━━━━━ Given information

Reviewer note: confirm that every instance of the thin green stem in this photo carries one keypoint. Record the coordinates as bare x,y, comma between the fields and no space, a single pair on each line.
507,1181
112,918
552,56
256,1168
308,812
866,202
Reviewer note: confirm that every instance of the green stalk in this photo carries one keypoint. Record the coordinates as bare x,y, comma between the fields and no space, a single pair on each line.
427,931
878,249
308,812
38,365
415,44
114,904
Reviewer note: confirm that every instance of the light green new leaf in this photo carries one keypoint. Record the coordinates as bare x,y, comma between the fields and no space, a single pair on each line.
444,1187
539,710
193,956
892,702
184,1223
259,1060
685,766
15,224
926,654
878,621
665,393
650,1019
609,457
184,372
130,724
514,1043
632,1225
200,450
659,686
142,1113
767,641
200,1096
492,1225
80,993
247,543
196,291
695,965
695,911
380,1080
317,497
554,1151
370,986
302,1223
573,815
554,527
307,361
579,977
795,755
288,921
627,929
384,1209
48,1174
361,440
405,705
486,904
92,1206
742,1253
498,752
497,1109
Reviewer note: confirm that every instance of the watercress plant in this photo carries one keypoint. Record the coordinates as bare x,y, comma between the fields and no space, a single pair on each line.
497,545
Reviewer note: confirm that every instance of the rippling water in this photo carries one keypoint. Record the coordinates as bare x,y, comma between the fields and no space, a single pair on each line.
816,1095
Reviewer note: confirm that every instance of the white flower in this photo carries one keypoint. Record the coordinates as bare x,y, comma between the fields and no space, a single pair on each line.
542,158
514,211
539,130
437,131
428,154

━━━━━━━━━━

What is expected.
Update everything from the line containing "Reviewer note: confirm that every instance of the rippling" down to the end of the records by replacing "keypoint" with "marker", changing nothing else. Give back only those lines.

Task solution.
Reviewer note: confirm that every instance of the rippling water in this photo carries one marker. Record the coordinates as bare x,y, comma between the fields and no space, a single pair on each line.
816,1095
Reviewer note: confirm that every instance of the white flower in this photo carries one marker. Record the coordinates as bare x,y, comma between the fields and no space, a single pair on each line.
542,158
514,211
539,130
437,131
428,154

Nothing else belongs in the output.